▶ _Problem to solve_
All the entries, exactly as they read, must be written out again.

(Beginning of Records supplied)

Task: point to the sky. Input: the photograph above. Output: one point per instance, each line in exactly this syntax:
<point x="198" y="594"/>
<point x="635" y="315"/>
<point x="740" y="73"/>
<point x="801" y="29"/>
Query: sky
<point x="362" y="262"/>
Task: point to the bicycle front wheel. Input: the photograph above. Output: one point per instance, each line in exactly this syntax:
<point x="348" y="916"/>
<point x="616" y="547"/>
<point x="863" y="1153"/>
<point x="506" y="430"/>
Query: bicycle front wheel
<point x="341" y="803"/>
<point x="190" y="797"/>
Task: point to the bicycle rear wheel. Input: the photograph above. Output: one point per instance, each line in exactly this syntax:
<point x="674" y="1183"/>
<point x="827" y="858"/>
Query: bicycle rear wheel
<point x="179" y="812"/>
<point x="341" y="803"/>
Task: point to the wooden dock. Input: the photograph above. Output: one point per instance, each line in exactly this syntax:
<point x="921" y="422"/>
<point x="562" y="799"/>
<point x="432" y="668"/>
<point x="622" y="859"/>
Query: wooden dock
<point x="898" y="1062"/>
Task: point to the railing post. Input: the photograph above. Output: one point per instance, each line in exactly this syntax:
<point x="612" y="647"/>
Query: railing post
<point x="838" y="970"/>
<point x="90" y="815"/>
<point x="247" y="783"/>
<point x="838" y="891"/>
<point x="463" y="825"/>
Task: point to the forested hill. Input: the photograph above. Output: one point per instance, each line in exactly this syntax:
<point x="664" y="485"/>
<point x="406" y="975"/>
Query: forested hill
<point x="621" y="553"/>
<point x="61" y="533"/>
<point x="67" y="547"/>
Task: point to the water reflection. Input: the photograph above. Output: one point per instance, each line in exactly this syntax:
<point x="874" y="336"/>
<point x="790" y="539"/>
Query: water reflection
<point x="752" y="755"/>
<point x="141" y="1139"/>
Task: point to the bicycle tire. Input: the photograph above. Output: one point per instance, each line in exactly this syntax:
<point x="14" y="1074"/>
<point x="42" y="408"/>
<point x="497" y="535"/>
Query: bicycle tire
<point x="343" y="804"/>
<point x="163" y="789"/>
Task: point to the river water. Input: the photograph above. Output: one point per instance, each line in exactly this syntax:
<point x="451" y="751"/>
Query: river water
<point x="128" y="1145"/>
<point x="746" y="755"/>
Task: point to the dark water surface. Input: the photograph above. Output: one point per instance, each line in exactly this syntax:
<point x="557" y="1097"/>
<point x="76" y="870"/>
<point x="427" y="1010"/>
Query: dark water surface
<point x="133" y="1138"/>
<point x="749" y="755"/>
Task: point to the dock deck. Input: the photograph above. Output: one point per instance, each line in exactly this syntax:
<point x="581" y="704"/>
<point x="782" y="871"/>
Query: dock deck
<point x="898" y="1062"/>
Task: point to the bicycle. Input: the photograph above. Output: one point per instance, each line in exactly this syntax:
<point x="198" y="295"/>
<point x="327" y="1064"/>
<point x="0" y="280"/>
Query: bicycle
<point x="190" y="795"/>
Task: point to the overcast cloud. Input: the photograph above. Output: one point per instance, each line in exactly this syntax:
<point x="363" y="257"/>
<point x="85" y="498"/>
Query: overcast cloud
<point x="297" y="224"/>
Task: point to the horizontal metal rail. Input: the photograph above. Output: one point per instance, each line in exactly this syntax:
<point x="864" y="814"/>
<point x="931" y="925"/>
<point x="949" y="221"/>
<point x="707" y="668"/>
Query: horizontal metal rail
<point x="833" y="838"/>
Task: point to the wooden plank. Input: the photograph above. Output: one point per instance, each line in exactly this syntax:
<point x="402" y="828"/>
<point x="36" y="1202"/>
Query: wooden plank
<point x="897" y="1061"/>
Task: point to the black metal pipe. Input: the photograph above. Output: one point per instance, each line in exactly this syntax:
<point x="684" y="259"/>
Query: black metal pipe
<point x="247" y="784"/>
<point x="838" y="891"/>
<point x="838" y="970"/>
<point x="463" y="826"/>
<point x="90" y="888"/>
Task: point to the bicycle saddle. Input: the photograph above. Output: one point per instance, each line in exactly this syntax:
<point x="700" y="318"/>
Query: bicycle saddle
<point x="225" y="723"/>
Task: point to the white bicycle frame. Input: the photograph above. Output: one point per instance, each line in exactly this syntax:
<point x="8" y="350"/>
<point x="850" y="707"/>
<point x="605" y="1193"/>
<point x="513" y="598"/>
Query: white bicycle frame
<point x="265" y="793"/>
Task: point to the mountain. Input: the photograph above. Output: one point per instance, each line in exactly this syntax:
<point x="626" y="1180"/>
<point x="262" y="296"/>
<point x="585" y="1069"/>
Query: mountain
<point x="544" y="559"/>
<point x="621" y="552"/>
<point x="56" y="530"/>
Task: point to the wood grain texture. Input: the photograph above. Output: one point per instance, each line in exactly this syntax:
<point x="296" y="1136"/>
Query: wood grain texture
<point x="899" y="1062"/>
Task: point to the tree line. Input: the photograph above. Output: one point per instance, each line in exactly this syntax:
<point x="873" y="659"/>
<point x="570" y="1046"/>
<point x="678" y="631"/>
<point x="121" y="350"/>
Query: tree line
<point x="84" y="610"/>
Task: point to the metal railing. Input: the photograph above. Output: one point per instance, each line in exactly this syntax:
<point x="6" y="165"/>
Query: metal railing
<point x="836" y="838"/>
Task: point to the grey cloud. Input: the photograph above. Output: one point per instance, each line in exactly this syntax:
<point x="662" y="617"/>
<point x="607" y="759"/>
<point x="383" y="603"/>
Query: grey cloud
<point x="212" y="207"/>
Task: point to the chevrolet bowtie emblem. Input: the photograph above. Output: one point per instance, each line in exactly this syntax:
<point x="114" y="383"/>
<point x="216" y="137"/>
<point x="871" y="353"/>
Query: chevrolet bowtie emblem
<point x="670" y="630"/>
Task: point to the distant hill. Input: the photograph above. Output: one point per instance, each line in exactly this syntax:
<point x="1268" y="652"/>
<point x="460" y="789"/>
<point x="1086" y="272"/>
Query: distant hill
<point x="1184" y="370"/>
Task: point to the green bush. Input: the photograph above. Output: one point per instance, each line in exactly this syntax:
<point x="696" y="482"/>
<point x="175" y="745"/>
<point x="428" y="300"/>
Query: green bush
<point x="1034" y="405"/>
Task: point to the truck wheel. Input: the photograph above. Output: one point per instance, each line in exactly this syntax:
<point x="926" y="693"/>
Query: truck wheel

(End of Records supplied)

▶ _Exercise answer_
Task: point to the sky. Input: the photograph above. Output: one point per instance, each line in exactly this syntax:
<point x="198" y="594"/>
<point x="635" y="315"/>
<point x="740" y="73"/>
<point x="801" y="29"/>
Query: sky
<point x="362" y="262"/>
Task: point to the bicycle front wheel. Input: the photograph above. Output: one point per instance, each line in exactly this syntax:
<point x="348" y="916"/>
<point x="616" y="547"/>
<point x="863" y="1153"/>
<point x="506" y="430"/>
Query: bicycle front wheel
<point x="341" y="803"/>
<point x="190" y="797"/>
Task: point to the bicycle rear wheel. Input: the photograph above. Output: one point per instance, each line in exactly this syntax:
<point x="674" y="1183"/>
<point x="827" y="858"/>
Query: bicycle rear wheel
<point x="179" y="812"/>
<point x="341" y="803"/>
Task: point to the wooden dock. Input: the photograph above. Output: one point per instance, each line in exactly this syntax:
<point x="921" y="422"/>
<point x="562" y="799"/>
<point x="432" y="668"/>
<point x="622" y="859"/>
Query: wooden dock
<point x="898" y="1062"/>
Task: point to the railing post. Input: the photograph above. Output: one point per instance, each line in exactly this syntax:
<point x="612" y="647"/>
Query: railing post
<point x="838" y="970"/>
<point x="90" y="815"/>
<point x="247" y="783"/>
<point x="838" y="891"/>
<point x="463" y="825"/>
Task: point to the forested hill. Input: the photograph above. Output: one point per instance, each line in exactly this syntax:
<point x="664" y="485"/>
<point x="406" y="975"/>
Query: forested hill
<point x="621" y="553"/>
<point x="61" y="533"/>
<point x="67" y="547"/>
Task: point to the water reflection. Input: the photograph above. Output: one point per instance, each line in exactly this syntax:
<point x="874" y="336"/>
<point x="790" y="539"/>
Query: water reflection
<point x="752" y="755"/>
<point x="141" y="1139"/>
Task: point to the bicycle tire. Input: the photograph above. Output: one point per instance, each line in exactly this syntax:
<point x="14" y="1074"/>
<point x="42" y="408"/>
<point x="497" y="535"/>
Query: bicycle tire
<point x="343" y="804"/>
<point x="163" y="789"/>
Task: point to the river water. Input: the photograph above. Output: one point per instance, each line in exactly this syntax:
<point x="451" y="751"/>
Query: river water
<point x="128" y="1145"/>
<point x="746" y="755"/>
Task: point to the dark water surface. Input: the photograph above. Output: one point per instance, each line in exactly this syntax:
<point x="557" y="1097"/>
<point x="76" y="870"/>
<point x="427" y="1010"/>
Query: dark water surface
<point x="133" y="1138"/>
<point x="749" y="755"/>
Task: point to the dock deck. Input: the photograph above. Output: one point per instance, each line in exactly this syntax:
<point x="581" y="704"/>
<point x="782" y="871"/>
Query: dock deck
<point x="898" y="1062"/>
Task: point to the bicycle. Input: the photograph above. Output: one point per instance, each line in exactly this syntax:
<point x="198" y="295"/>
<point x="327" y="1064"/>
<point x="0" y="280"/>
Query: bicycle
<point x="190" y="795"/>
Task: point to the overcast cloud. Input: the photograph above. Output: one point per instance, each line in exactly this syntax:
<point x="363" y="257"/>
<point x="85" y="498"/>
Query: overcast cloud
<point x="297" y="224"/>
Task: point to the horizontal metal rail. Input: the photograph above. Output: one point per instance, each line in exactly this syntax:
<point x="864" y="814"/>
<point x="931" y="925"/>
<point x="949" y="221"/>
<point x="707" y="668"/>
Query: horizontal metal rail
<point x="833" y="838"/>
Task: point to the wooden plank. Input: the photograph above. Output: one point per instance, each line in exactly this syntax:
<point x="402" y="828"/>
<point x="36" y="1202"/>
Query: wooden plank
<point x="897" y="1061"/>
Task: point to the black metal pipe. Input: the photograph above. Output: one point per instance, each line in exactly this syntax:
<point x="684" y="259"/>
Query: black metal pipe
<point x="247" y="784"/>
<point x="838" y="891"/>
<point x="838" y="970"/>
<point x="463" y="826"/>
<point x="90" y="888"/>
Task: point to the bicycle saddle. Input: the photograph above. Output: one point per instance, each line in exactly this syntax:
<point x="700" y="318"/>
Query: bicycle saddle
<point x="225" y="723"/>
Task: point to the white bicycle frame. Input: the photograph above. Output: one point per instance, each line in exactly this syntax:
<point x="8" y="350"/>
<point x="850" y="707"/>
<point x="605" y="1193"/>
<point x="513" y="598"/>
Query: white bicycle frame
<point x="265" y="793"/>
Task: point to the mountain. Input: the photograph above. Output: one point per instance, each line in exactly this syntax:
<point x="626" y="1180"/>
<point x="262" y="296"/>
<point x="585" y="1069"/>
Query: mountain
<point x="544" y="559"/>
<point x="621" y="552"/>
<point x="56" y="530"/>
Task: point to the wood grain texture. Input: the photograph above. Output: one point per instance, each line in exactly this syntax:
<point x="296" y="1136"/>
Query: wood grain texture
<point x="899" y="1062"/>
Task: point to the tree line. Input: the photograph above. Output: one point per instance, each line in exactly this syntax:
<point x="873" y="659"/>
<point x="570" y="1046"/>
<point x="678" y="631"/>
<point x="121" y="350"/>
Query: tree line
<point x="84" y="610"/>
Task: point to the metal railing. Input: the photograph above. Output: one point per instance, each line in exactly this syntax:
<point x="6" y="165"/>
Query: metal railing
<point x="836" y="838"/>
Task: point to the grey cloud. Input: the photograph above. Output: one point per instance, each line in exactly this syntax:
<point x="662" y="617"/>
<point x="607" y="759"/>
<point x="383" y="603"/>
Query: grey cloud
<point x="212" y="207"/>
Task: point to the chevrolet bowtie emblem. Input: the photograph above. Output: one point per instance, each line in exactly this syntax:
<point x="114" y="383"/>
<point x="216" y="137"/>
<point x="871" y="353"/>
Query: chevrolet bowtie emblem
<point x="670" y="630"/>
Task: point to the distant hill. Input: the photograph above. Output: one point per instance, each line in exactly this syntax:
<point x="1268" y="652"/>
<point x="460" y="789"/>
<point x="1086" y="272"/>
Query: distant hill
<point x="1184" y="370"/>
Task: point to the green bush. Input: the photograph above. Output: one point per instance, each line in exactly this syntax:
<point x="696" y="482"/>
<point x="175" y="745"/>
<point x="428" y="300"/>
Query: green bush
<point x="1034" y="405"/>
Task: point to the truck wheel. Input: the photograph above. Output: one point per instance, each line in exactly this syntax:
<point x="926" y="693"/>
Query: truck wheel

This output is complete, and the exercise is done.